Material for the task.
+ + + + +
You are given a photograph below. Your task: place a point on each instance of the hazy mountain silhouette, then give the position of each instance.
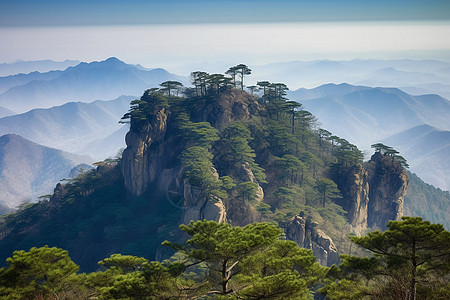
(73, 126)
(29, 170)
(85, 82)
(365, 116)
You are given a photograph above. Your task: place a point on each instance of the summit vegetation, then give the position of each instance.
(267, 166)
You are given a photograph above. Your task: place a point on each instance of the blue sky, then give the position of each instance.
(174, 33)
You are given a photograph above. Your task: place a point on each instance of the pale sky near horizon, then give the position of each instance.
(170, 34)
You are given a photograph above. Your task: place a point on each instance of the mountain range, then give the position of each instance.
(365, 116)
(29, 170)
(416, 77)
(84, 82)
(25, 67)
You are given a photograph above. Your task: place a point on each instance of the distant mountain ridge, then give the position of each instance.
(29, 170)
(365, 116)
(412, 76)
(85, 82)
(73, 127)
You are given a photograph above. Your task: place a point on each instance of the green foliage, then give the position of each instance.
(222, 246)
(199, 134)
(327, 190)
(198, 165)
(389, 151)
(248, 190)
(41, 271)
(282, 271)
(411, 261)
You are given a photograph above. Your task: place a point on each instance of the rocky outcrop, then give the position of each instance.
(373, 194)
(307, 235)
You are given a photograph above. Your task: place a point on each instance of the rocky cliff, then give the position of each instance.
(373, 194)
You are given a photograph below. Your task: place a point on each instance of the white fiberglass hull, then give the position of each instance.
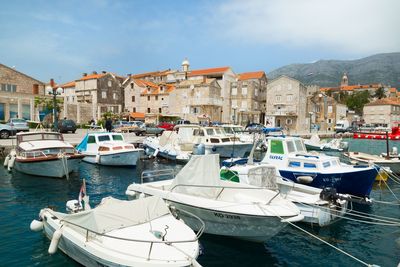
(49, 168)
(104, 251)
(125, 158)
(246, 216)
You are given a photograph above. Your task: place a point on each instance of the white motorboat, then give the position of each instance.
(109, 149)
(367, 159)
(43, 154)
(170, 146)
(142, 232)
(227, 208)
(320, 207)
(334, 145)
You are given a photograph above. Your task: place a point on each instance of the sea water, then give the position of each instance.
(22, 197)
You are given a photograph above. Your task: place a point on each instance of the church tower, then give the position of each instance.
(345, 80)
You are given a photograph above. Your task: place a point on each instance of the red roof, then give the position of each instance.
(208, 71)
(251, 75)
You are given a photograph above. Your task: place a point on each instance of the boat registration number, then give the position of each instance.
(227, 216)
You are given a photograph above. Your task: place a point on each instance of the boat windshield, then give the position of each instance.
(117, 137)
(40, 136)
(300, 146)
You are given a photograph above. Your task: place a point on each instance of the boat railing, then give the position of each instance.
(227, 187)
(163, 174)
(167, 242)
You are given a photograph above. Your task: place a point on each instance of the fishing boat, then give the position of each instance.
(109, 149)
(170, 146)
(227, 208)
(367, 159)
(334, 145)
(142, 232)
(320, 207)
(43, 154)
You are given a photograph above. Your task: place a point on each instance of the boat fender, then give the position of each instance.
(329, 194)
(6, 160)
(156, 152)
(54, 241)
(11, 162)
(305, 179)
(36, 225)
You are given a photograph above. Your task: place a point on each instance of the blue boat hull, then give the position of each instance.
(357, 183)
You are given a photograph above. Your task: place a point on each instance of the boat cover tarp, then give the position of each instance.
(168, 137)
(201, 170)
(83, 145)
(114, 214)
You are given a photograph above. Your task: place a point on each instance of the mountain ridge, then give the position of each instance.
(379, 68)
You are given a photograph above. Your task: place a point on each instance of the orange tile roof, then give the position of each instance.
(68, 85)
(208, 71)
(137, 115)
(385, 101)
(251, 75)
(91, 76)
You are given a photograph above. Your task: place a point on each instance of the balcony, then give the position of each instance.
(205, 101)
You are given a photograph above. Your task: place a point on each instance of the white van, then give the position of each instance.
(341, 126)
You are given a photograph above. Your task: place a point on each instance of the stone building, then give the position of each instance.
(17, 94)
(287, 104)
(224, 76)
(247, 97)
(383, 112)
(197, 100)
(103, 91)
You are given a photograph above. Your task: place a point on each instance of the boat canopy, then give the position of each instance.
(114, 214)
(201, 170)
(83, 144)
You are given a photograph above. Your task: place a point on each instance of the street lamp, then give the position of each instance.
(310, 113)
(54, 93)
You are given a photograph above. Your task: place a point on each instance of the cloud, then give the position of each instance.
(357, 26)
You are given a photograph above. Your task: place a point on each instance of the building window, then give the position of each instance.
(234, 91)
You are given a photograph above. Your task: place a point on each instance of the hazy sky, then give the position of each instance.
(63, 39)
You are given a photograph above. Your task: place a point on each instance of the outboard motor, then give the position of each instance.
(329, 194)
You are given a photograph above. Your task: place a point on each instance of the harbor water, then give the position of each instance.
(22, 197)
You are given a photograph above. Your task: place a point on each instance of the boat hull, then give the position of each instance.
(241, 226)
(229, 151)
(128, 158)
(49, 168)
(358, 183)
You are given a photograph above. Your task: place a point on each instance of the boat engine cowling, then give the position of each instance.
(329, 194)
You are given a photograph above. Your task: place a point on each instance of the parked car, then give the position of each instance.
(166, 125)
(65, 126)
(20, 125)
(153, 129)
(6, 131)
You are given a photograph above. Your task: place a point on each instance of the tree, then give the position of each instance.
(357, 101)
(380, 93)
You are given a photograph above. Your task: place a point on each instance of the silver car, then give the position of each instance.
(20, 125)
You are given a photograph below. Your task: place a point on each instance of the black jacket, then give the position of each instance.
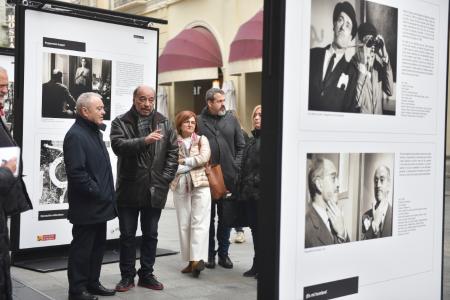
(13, 199)
(89, 175)
(327, 95)
(226, 141)
(250, 177)
(144, 172)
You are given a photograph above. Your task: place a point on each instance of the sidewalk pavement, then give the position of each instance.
(218, 283)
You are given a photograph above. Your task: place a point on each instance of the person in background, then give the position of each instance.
(227, 144)
(250, 180)
(191, 194)
(91, 198)
(147, 150)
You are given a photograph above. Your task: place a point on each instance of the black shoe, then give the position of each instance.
(225, 262)
(150, 282)
(197, 267)
(125, 284)
(211, 264)
(85, 295)
(100, 290)
(250, 273)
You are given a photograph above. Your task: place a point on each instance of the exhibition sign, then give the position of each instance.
(363, 151)
(61, 57)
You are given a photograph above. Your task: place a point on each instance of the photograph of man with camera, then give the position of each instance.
(353, 66)
(375, 71)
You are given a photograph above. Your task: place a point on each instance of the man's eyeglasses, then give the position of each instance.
(145, 99)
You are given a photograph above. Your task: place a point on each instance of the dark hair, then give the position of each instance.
(366, 29)
(209, 96)
(348, 9)
(136, 90)
(182, 116)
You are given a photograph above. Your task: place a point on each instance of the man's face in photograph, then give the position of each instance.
(330, 182)
(342, 31)
(381, 184)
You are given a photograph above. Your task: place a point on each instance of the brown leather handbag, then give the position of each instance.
(216, 182)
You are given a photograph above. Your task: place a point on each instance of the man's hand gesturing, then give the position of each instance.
(153, 137)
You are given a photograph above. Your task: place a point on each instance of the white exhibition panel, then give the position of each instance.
(121, 57)
(410, 140)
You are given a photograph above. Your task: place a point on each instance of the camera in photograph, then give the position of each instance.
(375, 42)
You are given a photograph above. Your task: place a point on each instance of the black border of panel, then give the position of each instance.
(268, 234)
(18, 110)
(444, 162)
(92, 14)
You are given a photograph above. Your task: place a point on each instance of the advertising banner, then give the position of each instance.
(65, 56)
(365, 91)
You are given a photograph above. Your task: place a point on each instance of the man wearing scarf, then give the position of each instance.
(147, 150)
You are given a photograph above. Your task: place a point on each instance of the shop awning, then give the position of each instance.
(193, 54)
(246, 48)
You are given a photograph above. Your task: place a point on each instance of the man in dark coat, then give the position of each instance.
(147, 150)
(227, 145)
(332, 75)
(91, 198)
(324, 221)
(14, 198)
(57, 102)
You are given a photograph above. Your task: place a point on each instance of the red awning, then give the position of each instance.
(247, 43)
(191, 49)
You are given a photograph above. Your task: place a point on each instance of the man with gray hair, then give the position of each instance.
(324, 222)
(227, 146)
(91, 198)
(57, 102)
(147, 150)
(13, 194)
(377, 221)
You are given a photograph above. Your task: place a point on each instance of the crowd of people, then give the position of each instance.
(153, 156)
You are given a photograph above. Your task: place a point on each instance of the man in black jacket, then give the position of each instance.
(91, 198)
(227, 145)
(332, 75)
(13, 195)
(147, 151)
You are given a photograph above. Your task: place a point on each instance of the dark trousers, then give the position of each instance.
(86, 256)
(128, 218)
(223, 233)
(251, 211)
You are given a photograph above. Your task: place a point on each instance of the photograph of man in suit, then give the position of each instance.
(377, 221)
(332, 76)
(324, 223)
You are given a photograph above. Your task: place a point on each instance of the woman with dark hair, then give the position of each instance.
(250, 181)
(191, 194)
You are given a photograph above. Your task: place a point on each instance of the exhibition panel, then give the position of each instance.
(365, 89)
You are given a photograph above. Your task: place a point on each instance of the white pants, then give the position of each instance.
(193, 214)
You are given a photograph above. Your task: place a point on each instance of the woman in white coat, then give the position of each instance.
(191, 194)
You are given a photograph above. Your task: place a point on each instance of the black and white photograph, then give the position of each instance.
(53, 173)
(376, 195)
(348, 198)
(65, 77)
(353, 57)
+ + + + +
Task item. All lines from the one with "people, then give the position of each instance." through the final line above are to be quoted exactly; quote no other line.

Reply to the exercise.
You are given a photograph above. Your task: place a point on each instance of the crowd of people, then give the position of each instance.
(153, 156)
You are given a photograph above. Your task: place a point on each instance of the man in black jacket, then give the position of each instance.
(91, 198)
(227, 145)
(332, 75)
(13, 195)
(147, 151)
You are given a photograph above. Your task: place a point on each instance of the dark trousers, then give the position of each instance.
(86, 256)
(128, 218)
(223, 233)
(251, 211)
You are given a photograph above. Your task: place a point on each instance of the photograph of man in suit, then give the position of each instance.
(377, 221)
(332, 76)
(324, 223)
You are given a photograph above. Your task: place a point on each instance of the woman with dark hair, then give the position of each instance.
(250, 181)
(191, 194)
You are given a photograph above. Your task: place a point on each instance of the exhibition panel, then give the position of each instance.
(365, 89)
You are given a photograph above. Your task: place a point on each instance of the white pants, then give the position of each instance.
(193, 214)
You are given a photograph above. Your task: place a point on each instance of the woman in white coat, then give the position of each instance.
(191, 194)
You are given a photograph above. Your task: place a point on each instance of the black and white photograph, then give the position of each instance.
(53, 173)
(376, 195)
(348, 198)
(65, 77)
(353, 57)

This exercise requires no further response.